Supplied passage:
Not only did the November Revolution strengthen the resolve of the working people in their struggle to establish socialism, but also inspired anti-imperialist national liberation across the colonies. It would not have been possible to defeat fascism without the heroic fight-back of the Soviet people during the Second World War. The USA and the UK initially did not take any open position against fascism in Germany after the War began. On the contrary, they started appeasing Hitler with the assumption that Hitler would eventually attack the USSR and in the war between Germany and USSR both the countries would get sufficiently weakened which would be to their advantage in world politics. Referring to this, Comrade Stalin stated in the 18th Congress of the CPSU “It would be naive to preach morals to people who recognise no human morality. Politics are politics, as the old, case-hardened bourgeois diplomats say. It must be remarked, however, that the big and dangerous political game started by the supporters of the policy of non-intervention may end in serious fiasco for them". (Josef V Stalin: Report to the 18th Congress of the CPSU (B) on the Work of the Central Committee, March 10 1939). At that point of time even we in India could not understand the entire significance of that warning by Stalin. Subsequently he was proved to be correct. Later, when Hitler attacked USSR in June 1941, the character of the War changed from an “imperialist war” to “peoples’ war.” In fact, Stalin named the war as the “Great Patriotic War” and in that war two crore Soviet citizens lost their lives. The Soviet Red Army had saved the human civilisation from the brink of destruction. Denying this is tantamount to distorting history.

Listing:
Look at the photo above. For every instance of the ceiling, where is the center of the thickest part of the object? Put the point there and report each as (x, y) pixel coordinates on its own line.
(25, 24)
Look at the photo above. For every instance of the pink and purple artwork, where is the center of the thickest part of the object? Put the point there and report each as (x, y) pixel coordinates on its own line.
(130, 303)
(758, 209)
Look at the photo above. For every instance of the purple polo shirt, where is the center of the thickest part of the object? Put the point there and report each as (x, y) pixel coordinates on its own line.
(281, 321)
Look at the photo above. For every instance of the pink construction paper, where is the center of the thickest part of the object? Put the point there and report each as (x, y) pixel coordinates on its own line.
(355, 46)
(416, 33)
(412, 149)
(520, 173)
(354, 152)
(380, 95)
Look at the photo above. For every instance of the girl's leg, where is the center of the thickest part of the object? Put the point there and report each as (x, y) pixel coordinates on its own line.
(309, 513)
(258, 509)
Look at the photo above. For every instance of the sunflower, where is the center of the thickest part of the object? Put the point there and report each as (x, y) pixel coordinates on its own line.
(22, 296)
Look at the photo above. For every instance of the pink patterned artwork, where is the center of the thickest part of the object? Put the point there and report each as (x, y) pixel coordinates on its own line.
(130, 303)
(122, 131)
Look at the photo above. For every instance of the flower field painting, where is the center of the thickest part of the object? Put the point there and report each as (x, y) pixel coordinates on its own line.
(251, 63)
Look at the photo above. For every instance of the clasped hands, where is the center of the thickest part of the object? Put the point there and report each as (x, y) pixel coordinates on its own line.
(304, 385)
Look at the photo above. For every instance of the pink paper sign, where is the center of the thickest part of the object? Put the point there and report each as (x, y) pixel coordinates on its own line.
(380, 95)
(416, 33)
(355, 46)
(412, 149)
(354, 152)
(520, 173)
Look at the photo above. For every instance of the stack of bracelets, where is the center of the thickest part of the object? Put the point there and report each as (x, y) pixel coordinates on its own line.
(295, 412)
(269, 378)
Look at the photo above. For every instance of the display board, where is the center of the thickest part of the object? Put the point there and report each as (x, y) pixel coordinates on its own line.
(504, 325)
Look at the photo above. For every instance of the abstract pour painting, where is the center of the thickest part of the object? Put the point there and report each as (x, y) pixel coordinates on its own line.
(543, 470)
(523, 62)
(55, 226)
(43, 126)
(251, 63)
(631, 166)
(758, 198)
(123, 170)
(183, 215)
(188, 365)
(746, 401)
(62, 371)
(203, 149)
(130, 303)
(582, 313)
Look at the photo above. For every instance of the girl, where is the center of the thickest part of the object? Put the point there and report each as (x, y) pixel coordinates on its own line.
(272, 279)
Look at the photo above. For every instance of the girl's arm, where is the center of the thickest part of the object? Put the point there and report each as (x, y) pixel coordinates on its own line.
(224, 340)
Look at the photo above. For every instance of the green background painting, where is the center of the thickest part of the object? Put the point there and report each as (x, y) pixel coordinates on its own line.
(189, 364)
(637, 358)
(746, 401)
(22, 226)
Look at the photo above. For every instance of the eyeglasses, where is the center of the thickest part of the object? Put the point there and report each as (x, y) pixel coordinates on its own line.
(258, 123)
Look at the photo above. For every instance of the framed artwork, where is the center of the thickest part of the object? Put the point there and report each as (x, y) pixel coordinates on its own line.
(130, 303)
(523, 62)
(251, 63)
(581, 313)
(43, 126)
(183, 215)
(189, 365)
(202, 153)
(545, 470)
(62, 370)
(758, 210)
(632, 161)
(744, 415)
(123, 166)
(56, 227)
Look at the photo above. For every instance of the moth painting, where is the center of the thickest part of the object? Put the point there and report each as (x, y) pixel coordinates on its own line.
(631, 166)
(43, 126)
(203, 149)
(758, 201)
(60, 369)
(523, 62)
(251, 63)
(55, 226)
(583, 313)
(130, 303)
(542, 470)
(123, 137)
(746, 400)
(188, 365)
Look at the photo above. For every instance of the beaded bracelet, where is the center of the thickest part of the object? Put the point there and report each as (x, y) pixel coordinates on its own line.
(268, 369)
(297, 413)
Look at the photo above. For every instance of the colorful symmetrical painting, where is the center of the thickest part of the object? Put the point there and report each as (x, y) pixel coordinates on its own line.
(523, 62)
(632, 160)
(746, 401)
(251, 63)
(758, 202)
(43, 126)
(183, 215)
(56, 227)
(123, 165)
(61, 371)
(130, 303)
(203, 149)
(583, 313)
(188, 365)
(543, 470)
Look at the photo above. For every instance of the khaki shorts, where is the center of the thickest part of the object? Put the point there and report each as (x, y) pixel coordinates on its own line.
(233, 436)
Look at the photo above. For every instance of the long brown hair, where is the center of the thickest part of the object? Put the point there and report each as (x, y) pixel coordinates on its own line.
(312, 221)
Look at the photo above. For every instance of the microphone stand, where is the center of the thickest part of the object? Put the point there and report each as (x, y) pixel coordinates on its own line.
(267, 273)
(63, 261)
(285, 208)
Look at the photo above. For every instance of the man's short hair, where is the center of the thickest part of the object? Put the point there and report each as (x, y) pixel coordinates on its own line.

Instruction: In the passage on the Soviet role in the Second World War, when did Hitler attack the USSR?

Task output: June 1941